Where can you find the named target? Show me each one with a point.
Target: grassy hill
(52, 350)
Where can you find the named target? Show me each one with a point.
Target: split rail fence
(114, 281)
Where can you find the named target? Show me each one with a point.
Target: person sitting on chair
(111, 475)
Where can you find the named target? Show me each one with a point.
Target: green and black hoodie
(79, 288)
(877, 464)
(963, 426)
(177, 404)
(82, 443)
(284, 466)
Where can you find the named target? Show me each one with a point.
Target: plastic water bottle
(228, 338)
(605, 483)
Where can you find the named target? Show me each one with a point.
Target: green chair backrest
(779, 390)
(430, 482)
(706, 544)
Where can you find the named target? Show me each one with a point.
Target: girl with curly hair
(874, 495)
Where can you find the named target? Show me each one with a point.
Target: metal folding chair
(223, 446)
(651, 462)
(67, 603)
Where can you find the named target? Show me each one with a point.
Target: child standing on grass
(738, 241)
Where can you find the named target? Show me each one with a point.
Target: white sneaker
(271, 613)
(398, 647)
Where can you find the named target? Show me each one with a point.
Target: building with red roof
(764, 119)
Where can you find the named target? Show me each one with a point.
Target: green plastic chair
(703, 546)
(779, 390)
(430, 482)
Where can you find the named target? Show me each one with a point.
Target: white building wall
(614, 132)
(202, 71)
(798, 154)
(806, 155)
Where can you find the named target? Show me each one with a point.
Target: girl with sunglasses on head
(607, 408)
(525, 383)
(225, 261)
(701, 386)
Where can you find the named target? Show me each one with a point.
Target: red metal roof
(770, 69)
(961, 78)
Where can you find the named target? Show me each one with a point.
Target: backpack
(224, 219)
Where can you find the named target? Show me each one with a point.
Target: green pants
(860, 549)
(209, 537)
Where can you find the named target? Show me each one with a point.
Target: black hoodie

* Problem requirements
The records above must be retyped in full, exactly as written.

* Exercise response
Where can you find the named target? Show me each one with a point.
Target: grassy hill
(52, 350)
Where can you find the named target? Show me each one with a point.
Target: split rail fence
(114, 281)
Where can you find the named target? Show me each one with a point.
Target: person sitting on chair
(111, 475)
Where can you find the named target? Show me each one with a point.
Target: green and black hoodie
(79, 288)
(877, 464)
(963, 426)
(177, 404)
(82, 443)
(284, 466)
Where can you find the named target? Show me each one with a point.
Target: plastic water bottle
(228, 338)
(605, 483)
Where can you find the named target? Show me each one with a point.
Target: green chair backrest
(779, 390)
(430, 482)
(706, 544)
Where can you find the named target? Show me each one with a point.
Target: girl with curly hair
(874, 495)
Where can you find the named target? Show me each one with a point.
Target: metal folding chair
(223, 446)
(651, 462)
(67, 603)
Where can you find the named target? Show me each one with a point.
Target: child standing on grass
(738, 241)
Where can you find the named target? Show me each one with a point.
Target: white sneaker
(271, 613)
(398, 647)
Where can you find the named target? Show me each one with a point.
Target: building with red roof
(764, 119)
Where can you find the named target? Show me each one with a point.
Target: green plastic chair
(703, 546)
(779, 390)
(430, 482)
Where can you find the named target? Show me each one with a point.
Target: white building wall
(614, 132)
(202, 71)
(798, 154)
(806, 155)
Where can you find the named target? Show me each one with a point.
Target: girl with sunglasses on head
(607, 408)
(525, 383)
(225, 261)
(701, 386)
Where can you find the named target? Show me each one with a point.
Target: red metal roof
(770, 69)
(961, 78)
Where can you find the named target? Show me each one with a point.
Target: backpack
(224, 219)
Where can you find the named target? Show me each one with a point.
Target: green pants
(860, 549)
(209, 537)
Where can you find the named target? Show me each one with a point.
Target: black hoodie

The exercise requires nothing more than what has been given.